YOUR OBJECTIVE
Please report, copied in full, every line in the entries below that contains the word "hedge". Case counts.

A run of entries
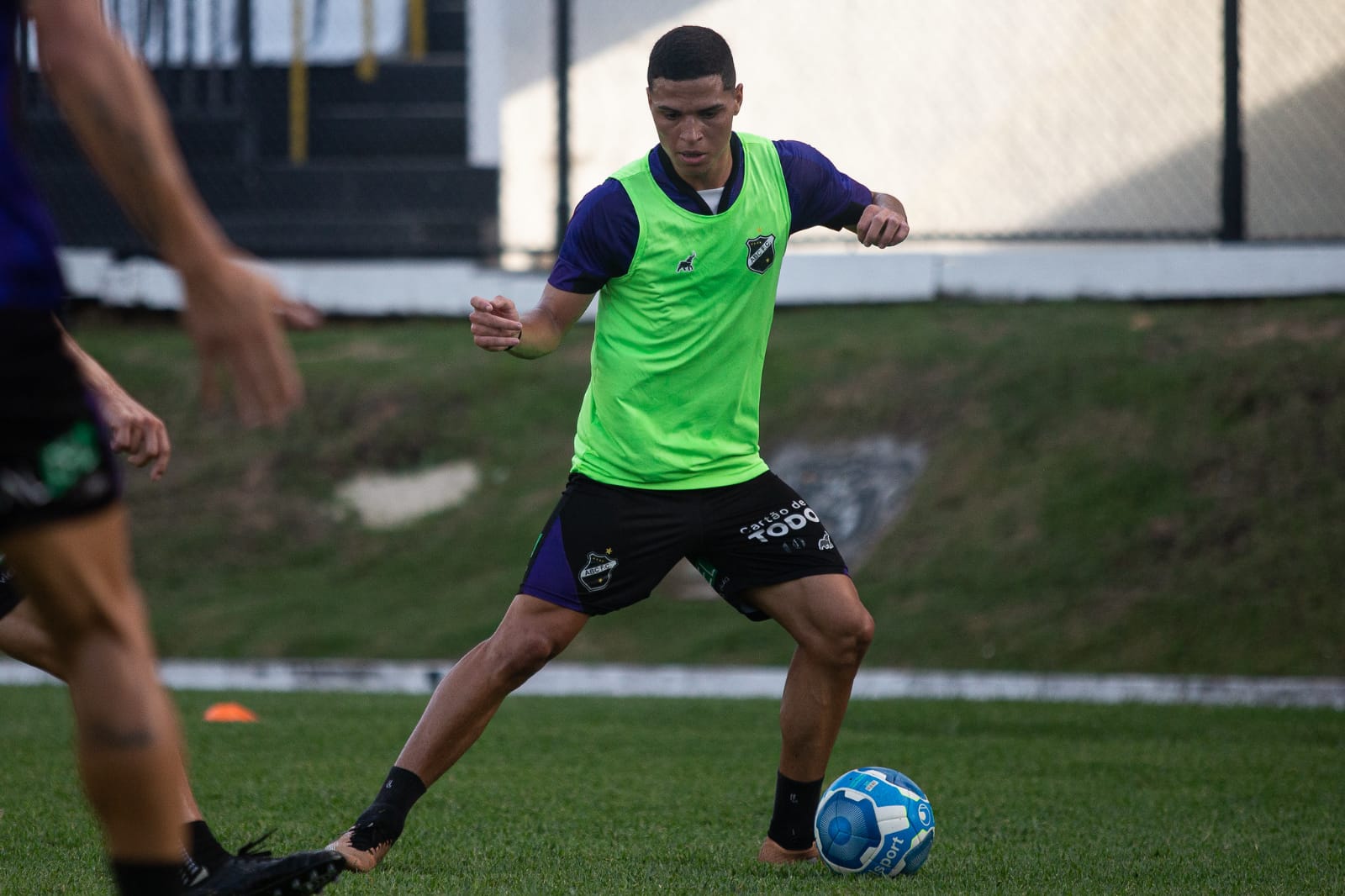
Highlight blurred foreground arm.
[62,323,172,479]
[27,0,303,425]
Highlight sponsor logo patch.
[748,233,775,273]
[580,547,616,592]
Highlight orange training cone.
[204,704,257,721]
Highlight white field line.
[0,659,1345,710]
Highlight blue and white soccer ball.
[812,766,933,878]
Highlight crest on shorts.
[748,233,775,273]
[580,551,616,592]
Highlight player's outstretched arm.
[62,319,172,479]
[25,0,301,424]
[468,284,593,359]
[849,192,910,249]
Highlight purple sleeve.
[775,140,873,233]
[546,177,641,296]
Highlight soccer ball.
[812,766,933,878]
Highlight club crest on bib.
[748,233,775,273]
[580,551,616,592]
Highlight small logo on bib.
[748,233,775,273]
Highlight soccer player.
[0,324,331,894]
[331,27,910,871]
[0,0,339,896]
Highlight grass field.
[0,688,1345,896]
[63,298,1345,676]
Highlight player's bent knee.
[491,631,560,688]
[827,607,874,666]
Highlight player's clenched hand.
[183,258,303,426]
[467,296,523,351]
[98,390,172,479]
[854,193,910,249]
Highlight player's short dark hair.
[648,25,738,90]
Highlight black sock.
[187,820,229,873]
[112,860,183,896]
[767,772,822,849]
[372,766,425,818]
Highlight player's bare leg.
[328,594,589,872]
[749,574,873,865]
[0,600,66,681]
[3,506,184,865]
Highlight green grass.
[63,298,1345,676]
[0,688,1345,896]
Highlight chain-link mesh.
[1242,0,1345,240]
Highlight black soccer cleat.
[184,849,345,896]
[327,804,405,873]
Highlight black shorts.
[0,311,121,534]
[520,472,847,620]
[0,554,23,619]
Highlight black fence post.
[556,0,570,255]
[1219,0,1247,242]
[234,0,261,167]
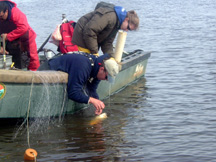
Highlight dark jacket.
[72,2,120,55]
[49,54,109,104]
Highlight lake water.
[0,0,216,162]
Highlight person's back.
[72,2,139,56]
[72,3,120,55]
[0,0,40,70]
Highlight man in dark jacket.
[42,52,119,115]
[72,2,139,56]
[0,0,40,71]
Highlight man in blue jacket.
[44,52,120,115]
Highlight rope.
[59,86,66,122]
[27,73,34,148]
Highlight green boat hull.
[0,50,150,119]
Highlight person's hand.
[0,47,9,55]
[0,33,8,54]
[1,33,7,40]
[89,97,105,115]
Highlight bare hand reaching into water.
[89,97,105,115]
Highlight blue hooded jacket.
[49,54,109,104]
[114,6,127,26]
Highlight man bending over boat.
[0,0,40,71]
[38,52,120,115]
[72,2,139,56]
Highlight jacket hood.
[114,6,127,26]
[0,0,17,20]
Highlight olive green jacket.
[72,2,120,56]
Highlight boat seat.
[0,69,68,84]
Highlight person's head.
[97,58,120,83]
[0,1,8,20]
[121,10,139,31]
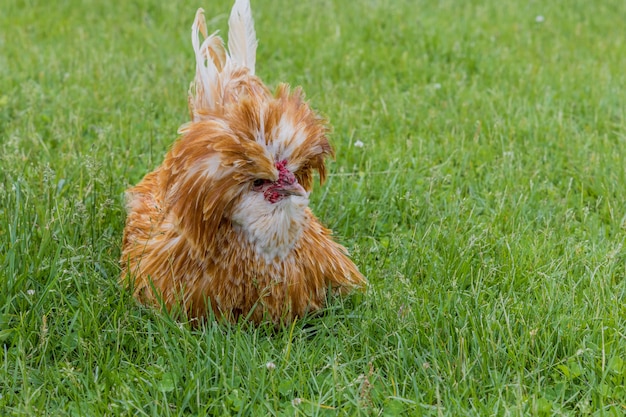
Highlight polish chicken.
[121,0,366,324]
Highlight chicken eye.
[252,178,265,187]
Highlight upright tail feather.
[228,0,258,75]
[189,0,257,121]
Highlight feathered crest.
[189,0,257,122]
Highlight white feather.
[190,8,219,114]
[228,0,258,75]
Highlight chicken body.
[121,0,366,323]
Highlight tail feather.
[189,0,257,122]
[228,0,258,75]
[189,8,226,121]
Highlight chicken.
[121,0,366,324]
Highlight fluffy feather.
[121,0,366,323]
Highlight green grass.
[0,0,626,416]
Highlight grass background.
[0,0,626,416]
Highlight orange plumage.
[121,0,366,323]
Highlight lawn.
[0,0,626,416]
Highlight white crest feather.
[228,0,258,75]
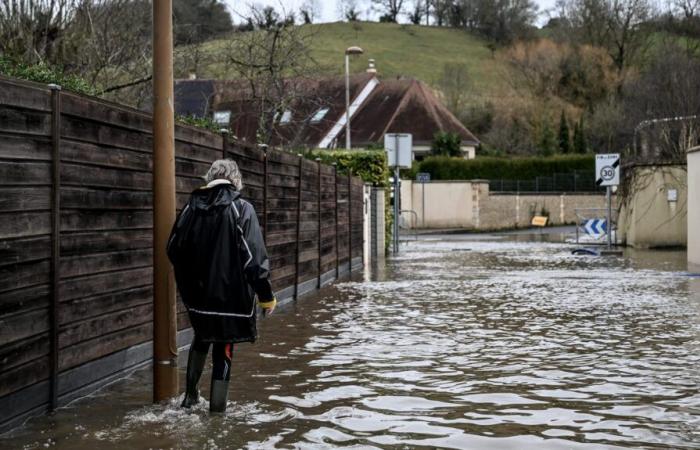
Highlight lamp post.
[345,46,364,150]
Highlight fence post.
[316,158,321,289]
[294,155,304,300]
[333,163,340,280]
[260,145,268,240]
[348,169,352,274]
[49,84,61,411]
[219,128,228,159]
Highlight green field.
[204,22,506,96]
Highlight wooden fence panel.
[0,78,370,429]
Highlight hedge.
[302,150,394,249]
[404,154,595,180]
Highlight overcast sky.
[224,0,555,24]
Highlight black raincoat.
[168,182,273,342]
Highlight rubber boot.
[180,348,208,408]
[209,380,228,413]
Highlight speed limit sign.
[595,153,620,186]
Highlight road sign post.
[384,133,413,254]
[416,172,430,228]
[595,153,620,250]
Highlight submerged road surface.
[0,235,700,449]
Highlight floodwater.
[0,235,700,450]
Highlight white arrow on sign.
[583,219,608,237]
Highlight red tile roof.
[175,73,479,147]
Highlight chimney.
[367,58,377,73]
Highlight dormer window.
[280,109,292,124]
[311,107,330,123]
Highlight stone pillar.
[369,187,386,262]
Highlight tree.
[338,0,360,22]
[559,111,571,154]
[539,121,556,156]
[559,0,655,73]
[430,131,462,156]
[574,116,588,155]
[437,62,472,114]
[173,0,233,45]
[372,0,404,22]
[299,0,320,24]
[408,0,425,25]
[221,9,323,146]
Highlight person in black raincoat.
[168,159,277,412]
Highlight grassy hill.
[197,22,507,96]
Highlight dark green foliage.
[573,117,588,155]
[559,111,571,154]
[0,55,97,95]
[303,149,394,248]
[175,116,222,133]
[430,131,462,156]
[173,0,233,45]
[304,150,389,187]
[406,155,595,180]
[539,122,556,156]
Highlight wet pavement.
[0,230,700,449]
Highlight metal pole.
[420,180,425,228]
[49,84,61,411]
[294,155,304,300]
[153,0,178,402]
[394,167,401,254]
[348,168,352,274]
[345,53,350,150]
[316,158,321,289]
[605,186,612,250]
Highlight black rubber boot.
[209,380,228,413]
[180,347,208,408]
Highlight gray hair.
[204,159,243,191]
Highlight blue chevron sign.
[583,219,608,236]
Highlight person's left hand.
[258,298,277,316]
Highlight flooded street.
[0,235,700,450]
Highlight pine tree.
[574,117,588,154]
[540,122,556,156]
[559,110,571,154]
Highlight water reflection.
[5,236,700,449]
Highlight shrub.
[0,55,97,95]
[430,131,462,156]
[302,149,394,249]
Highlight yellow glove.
[258,297,277,315]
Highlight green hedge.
[0,55,97,95]
[302,150,394,250]
[303,150,389,187]
[404,155,595,180]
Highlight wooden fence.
[0,75,363,429]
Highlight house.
[175,73,479,159]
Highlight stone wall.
[619,165,688,248]
[401,180,616,231]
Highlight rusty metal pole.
[153,0,178,402]
[49,84,61,411]
[316,158,322,289]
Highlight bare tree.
[559,0,655,73]
[372,0,404,22]
[222,14,318,145]
[0,0,79,65]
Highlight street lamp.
[345,46,364,150]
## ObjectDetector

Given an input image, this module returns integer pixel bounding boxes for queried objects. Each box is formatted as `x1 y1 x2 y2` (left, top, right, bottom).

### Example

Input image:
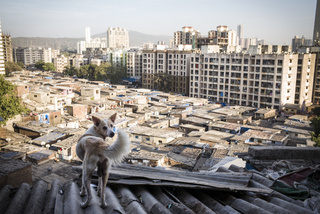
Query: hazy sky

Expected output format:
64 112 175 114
0 0 316 44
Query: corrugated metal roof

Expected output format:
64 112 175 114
0 163 317 214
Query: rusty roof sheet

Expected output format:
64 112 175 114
0 165 317 214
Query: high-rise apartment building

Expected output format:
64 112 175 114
0 21 5 74
77 27 107 54
52 55 70 73
311 46 320 105
173 26 200 49
1 34 13 62
237 25 243 40
142 50 192 96
313 0 320 46
85 27 91 42
107 27 129 49
190 53 314 109
167 50 191 96
127 49 142 78
294 54 316 105
292 36 312 52
13 47 59 65
197 25 238 52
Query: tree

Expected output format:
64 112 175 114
42 62 56 71
0 75 28 124
4 62 22 76
311 116 320 136
311 132 320 147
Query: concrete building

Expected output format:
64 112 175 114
189 51 314 110
310 46 320 104
294 54 316 106
77 38 107 54
173 26 200 49
292 36 312 52
77 27 107 54
1 34 13 62
197 25 240 52
313 0 320 46
142 50 192 95
52 55 70 73
85 27 91 42
107 27 129 49
127 49 142 78
13 47 59 65
237 25 243 42
0 21 5 74
103 49 127 67
167 50 191 96
81 87 100 100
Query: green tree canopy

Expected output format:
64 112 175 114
63 63 127 84
5 62 22 76
34 60 56 71
0 75 28 124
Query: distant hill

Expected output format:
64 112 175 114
12 31 171 50
12 37 84 50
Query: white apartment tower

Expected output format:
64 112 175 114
190 53 315 110
107 27 129 49
0 21 5 74
85 27 91 42
77 27 107 54
237 25 243 40
127 50 142 78
173 26 200 49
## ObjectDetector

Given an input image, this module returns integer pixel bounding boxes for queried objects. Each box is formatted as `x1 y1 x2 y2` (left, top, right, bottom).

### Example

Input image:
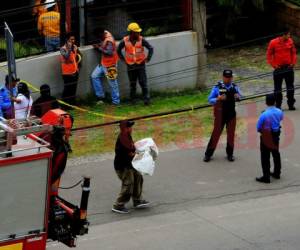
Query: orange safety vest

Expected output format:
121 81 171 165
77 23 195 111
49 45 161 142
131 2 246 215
124 36 146 65
101 31 119 67
60 45 78 75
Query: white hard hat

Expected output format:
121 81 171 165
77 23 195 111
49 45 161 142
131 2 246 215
45 0 56 9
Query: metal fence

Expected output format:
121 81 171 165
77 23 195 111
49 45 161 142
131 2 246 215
0 0 192 61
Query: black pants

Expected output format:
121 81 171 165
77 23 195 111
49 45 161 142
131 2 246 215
127 65 150 103
205 115 236 157
273 67 296 108
260 131 281 179
62 73 78 104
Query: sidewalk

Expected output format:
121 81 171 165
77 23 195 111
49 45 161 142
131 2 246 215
47 93 300 250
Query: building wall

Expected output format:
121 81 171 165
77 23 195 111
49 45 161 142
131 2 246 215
273 2 300 46
0 31 202 98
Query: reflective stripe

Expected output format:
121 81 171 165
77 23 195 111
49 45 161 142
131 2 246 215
123 36 146 65
60 46 78 75
101 31 119 68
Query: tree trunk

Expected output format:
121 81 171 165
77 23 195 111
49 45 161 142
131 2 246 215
193 0 207 89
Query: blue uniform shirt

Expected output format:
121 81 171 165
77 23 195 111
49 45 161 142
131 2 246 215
256 106 283 132
208 81 242 105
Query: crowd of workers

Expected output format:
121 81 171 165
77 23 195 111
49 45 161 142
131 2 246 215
0 1 297 213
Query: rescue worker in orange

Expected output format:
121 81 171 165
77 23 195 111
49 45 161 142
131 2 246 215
267 29 297 110
117 23 153 105
38 0 60 52
60 33 81 104
91 28 120 105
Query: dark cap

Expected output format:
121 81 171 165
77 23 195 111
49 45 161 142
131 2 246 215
223 69 232 77
5 75 20 84
266 93 276 106
120 120 134 128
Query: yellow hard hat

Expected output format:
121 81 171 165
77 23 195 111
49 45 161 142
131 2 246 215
127 23 142 32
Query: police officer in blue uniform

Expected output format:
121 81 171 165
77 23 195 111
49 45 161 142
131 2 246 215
203 69 241 162
0 75 20 119
256 94 283 183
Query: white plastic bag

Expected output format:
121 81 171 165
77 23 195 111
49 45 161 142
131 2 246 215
132 138 158 176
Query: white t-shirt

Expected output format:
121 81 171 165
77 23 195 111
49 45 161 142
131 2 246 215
15 94 32 119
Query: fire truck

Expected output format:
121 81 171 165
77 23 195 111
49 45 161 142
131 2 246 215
0 110 90 250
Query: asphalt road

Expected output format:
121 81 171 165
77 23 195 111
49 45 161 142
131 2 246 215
47 98 300 250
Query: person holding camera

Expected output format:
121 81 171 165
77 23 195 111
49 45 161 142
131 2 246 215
91 28 120 105
60 33 81 105
203 69 241 162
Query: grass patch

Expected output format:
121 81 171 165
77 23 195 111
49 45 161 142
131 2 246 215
71 90 212 156
0 38 43 60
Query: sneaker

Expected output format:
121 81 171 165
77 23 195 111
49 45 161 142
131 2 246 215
203 155 211 162
270 172 280 180
255 176 271 183
96 100 104 105
133 200 150 208
144 100 151 106
111 205 129 214
227 155 235 162
289 106 296 110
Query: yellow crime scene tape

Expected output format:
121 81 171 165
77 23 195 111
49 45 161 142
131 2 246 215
1 67 127 120
0 67 188 121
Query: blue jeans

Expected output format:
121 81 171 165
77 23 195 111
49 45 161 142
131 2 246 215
91 65 120 104
45 37 60 52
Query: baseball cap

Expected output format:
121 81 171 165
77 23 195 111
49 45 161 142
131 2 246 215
266 93 276 105
223 69 232 77
5 75 20 83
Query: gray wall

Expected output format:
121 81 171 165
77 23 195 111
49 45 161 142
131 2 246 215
0 31 202 98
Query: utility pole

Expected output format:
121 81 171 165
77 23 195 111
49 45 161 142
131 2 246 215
193 0 207 89
78 0 86 46
4 22 17 117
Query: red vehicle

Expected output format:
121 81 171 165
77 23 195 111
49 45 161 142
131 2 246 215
0 114 90 250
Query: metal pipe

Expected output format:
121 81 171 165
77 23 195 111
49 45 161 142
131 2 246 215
80 176 91 220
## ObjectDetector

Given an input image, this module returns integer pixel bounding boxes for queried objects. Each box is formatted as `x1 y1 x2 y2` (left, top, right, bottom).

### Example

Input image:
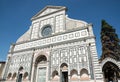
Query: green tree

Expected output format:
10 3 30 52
100 20 120 61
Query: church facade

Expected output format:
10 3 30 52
3 6 103 82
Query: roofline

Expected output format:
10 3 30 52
31 6 67 21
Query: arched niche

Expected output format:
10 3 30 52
80 68 89 81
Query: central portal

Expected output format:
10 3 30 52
62 71 68 82
60 63 68 82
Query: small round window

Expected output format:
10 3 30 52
41 25 52 37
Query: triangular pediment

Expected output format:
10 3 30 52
32 6 66 19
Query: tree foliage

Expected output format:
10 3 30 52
100 20 120 61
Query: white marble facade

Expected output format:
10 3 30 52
3 6 103 82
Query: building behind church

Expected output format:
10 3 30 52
3 6 103 82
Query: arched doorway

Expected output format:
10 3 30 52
60 63 68 82
102 62 120 82
52 70 59 81
70 69 78 80
35 55 47 82
80 68 89 81
16 66 23 82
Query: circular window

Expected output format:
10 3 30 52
41 25 52 37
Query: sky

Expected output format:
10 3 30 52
0 0 120 61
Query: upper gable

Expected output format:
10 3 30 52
31 6 66 20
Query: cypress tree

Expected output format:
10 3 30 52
100 20 120 61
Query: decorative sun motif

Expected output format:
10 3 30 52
41 25 52 37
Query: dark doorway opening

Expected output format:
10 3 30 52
17 74 22 82
62 72 68 82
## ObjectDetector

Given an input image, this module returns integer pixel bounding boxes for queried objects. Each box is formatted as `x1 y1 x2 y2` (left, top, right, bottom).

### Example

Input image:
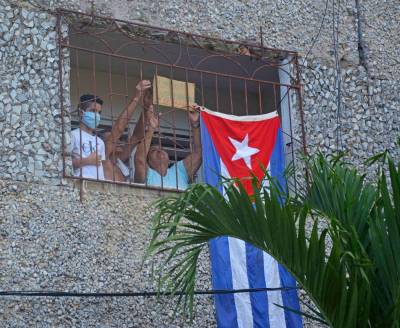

RESULT
Highlight hedge.
Highlight green hedge.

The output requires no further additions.